Problem details: Repeat every one of the following items line for line, changing nothing.
* BEGIN Raw records *
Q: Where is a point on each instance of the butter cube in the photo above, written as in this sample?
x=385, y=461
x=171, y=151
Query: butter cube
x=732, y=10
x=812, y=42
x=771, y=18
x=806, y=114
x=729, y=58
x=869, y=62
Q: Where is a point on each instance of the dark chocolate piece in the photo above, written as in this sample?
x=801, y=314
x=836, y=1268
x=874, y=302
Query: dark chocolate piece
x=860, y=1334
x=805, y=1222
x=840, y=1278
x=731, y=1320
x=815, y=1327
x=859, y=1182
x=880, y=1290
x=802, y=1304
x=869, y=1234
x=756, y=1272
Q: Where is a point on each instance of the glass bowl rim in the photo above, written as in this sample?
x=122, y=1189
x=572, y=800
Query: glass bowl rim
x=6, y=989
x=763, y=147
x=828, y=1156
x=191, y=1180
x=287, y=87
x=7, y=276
* END Raw records *
Exercise result:
Q: Where is a point on each instance of the butter cube in the photo above, written as in this sample?
x=385, y=461
x=171, y=151
Query: butter cube
x=732, y=10
x=812, y=42
x=771, y=18
x=806, y=114
x=729, y=58
x=869, y=62
Q: Where is a point on each instance of the dark chocolate piece in the photo above, written as in this sample?
x=801, y=314
x=836, y=1268
x=874, y=302
Query: dark chocolate piece
x=860, y=1334
x=805, y=1222
x=840, y=1278
x=731, y=1320
x=815, y=1327
x=859, y=1182
x=880, y=1290
x=802, y=1304
x=869, y=1234
x=756, y=1272
Q: Where is a point on each instance of the glass bowl rim in the photo above, written as in this sample?
x=122, y=1189
x=572, y=800
Query: glass bowl rim
x=6, y=989
x=763, y=147
x=828, y=1156
x=191, y=1180
x=287, y=87
x=7, y=276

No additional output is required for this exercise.